PASSAGE PROVIDED →
▼
WWOOFing it Up in Kiwiland: organic farming in New Zealand 2012

3 years later and life brings me back to New Zealand. This time for a longer period, for a different purpose, with a different outlook on life than last time. I hope what transpires from a few years of travelling as far and as wide as possible across this beautiful country is a basic but decent knowledge and experience in organic farming, self sustainable living, and food production. Come and join me, there's loads of room in the car.

Friday, 15 August 2014

Feature = World Tourism Day = Tourism & Community Development = WWOOFing it Up in Kiwiland: 2 years volunteering on organic farms and travelling in New Zealand

Read this and other entries to the World Tourism Day Blog Competition here.
▲
AIM 1 → According to the blog introduction, how many years pass before life brings the writer back to New Zealand?
AIM 2 → In the listing, retype the lines from the one containing "Where can the dry" through the final line of the listing, including both ends.
The blog introduction and the listing are unrelated material.

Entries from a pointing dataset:
▼
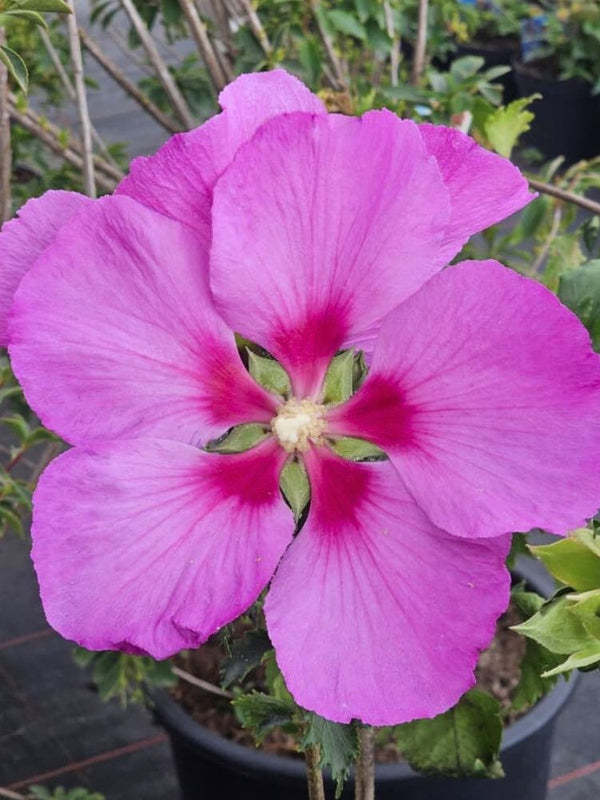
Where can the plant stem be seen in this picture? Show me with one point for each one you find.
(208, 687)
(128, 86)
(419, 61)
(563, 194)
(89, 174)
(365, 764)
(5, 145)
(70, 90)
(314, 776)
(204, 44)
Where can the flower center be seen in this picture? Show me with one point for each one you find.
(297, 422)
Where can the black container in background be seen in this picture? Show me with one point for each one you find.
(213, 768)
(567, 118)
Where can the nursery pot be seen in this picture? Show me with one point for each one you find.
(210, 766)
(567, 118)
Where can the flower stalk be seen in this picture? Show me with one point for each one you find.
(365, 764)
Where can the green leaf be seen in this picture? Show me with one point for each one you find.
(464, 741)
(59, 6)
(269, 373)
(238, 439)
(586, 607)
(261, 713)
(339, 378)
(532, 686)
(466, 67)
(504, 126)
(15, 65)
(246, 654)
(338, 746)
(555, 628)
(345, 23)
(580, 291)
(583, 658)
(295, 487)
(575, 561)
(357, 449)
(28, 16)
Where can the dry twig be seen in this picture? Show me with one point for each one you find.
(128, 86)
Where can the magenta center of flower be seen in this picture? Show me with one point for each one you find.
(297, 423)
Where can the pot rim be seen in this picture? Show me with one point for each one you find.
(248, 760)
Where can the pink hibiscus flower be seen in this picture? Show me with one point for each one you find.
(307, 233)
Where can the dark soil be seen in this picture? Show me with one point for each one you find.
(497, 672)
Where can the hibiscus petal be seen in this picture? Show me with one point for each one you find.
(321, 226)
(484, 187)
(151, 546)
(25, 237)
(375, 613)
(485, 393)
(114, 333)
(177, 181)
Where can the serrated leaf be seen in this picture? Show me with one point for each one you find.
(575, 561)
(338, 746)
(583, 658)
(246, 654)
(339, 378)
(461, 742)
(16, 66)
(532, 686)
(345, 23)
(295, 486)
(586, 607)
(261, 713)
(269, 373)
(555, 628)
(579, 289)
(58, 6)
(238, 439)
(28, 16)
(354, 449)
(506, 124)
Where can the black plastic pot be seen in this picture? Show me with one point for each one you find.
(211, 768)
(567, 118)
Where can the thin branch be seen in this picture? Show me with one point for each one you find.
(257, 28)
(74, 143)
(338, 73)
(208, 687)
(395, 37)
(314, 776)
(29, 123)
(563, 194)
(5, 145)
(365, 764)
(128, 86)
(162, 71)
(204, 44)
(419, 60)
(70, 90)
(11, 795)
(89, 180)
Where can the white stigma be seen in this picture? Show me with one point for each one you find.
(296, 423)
▲
EXERCISE RESULT 1 → 3 years

EXERCISE RESULT 2 →
Where can the dry twig be seen in this picture? Show me with one point for each one you find.
(128, 86)
Where can the magenta center of flower be seen in this picture? Show me with one point for each one you find.
(297, 423)
Where can the pot rim be seen in this picture? Show me with one point for each one you find.
(248, 760)
Where can the pink hibiscus flower be seen in this picture? Show me with one point for each one you find.
(307, 233)
Where can the dark soil be seen in this picture? Show me with one point for each one you find.
(497, 672)
Where can the hibiscus petal be seen in this picture? Show me with one point for each one you find.
(321, 226)
(484, 187)
(151, 546)
(25, 237)
(375, 613)
(485, 393)
(114, 333)
(177, 181)
Where can the serrated leaf be seen in this picture? Show me with one point for each one you find.
(575, 561)
(338, 746)
(583, 658)
(246, 654)
(339, 378)
(461, 742)
(16, 66)
(532, 686)
(345, 23)
(295, 486)
(586, 607)
(261, 713)
(269, 373)
(555, 628)
(579, 289)
(58, 6)
(238, 439)
(28, 16)
(354, 449)
(506, 124)
Where can the black plastic pot be seen in this picture? Show me with one point for each one you find.
(211, 768)
(567, 118)
Where can the thin branch be seen in this picture? Show me with one point for each one you find.
(257, 28)
(74, 143)
(338, 73)
(208, 687)
(395, 37)
(314, 776)
(29, 123)
(563, 194)
(5, 145)
(365, 764)
(128, 86)
(162, 71)
(204, 44)
(419, 60)
(70, 90)
(11, 795)
(89, 180)
Where can the white stigma be seen in this picture? Show me with one point for each one you find.
(296, 423)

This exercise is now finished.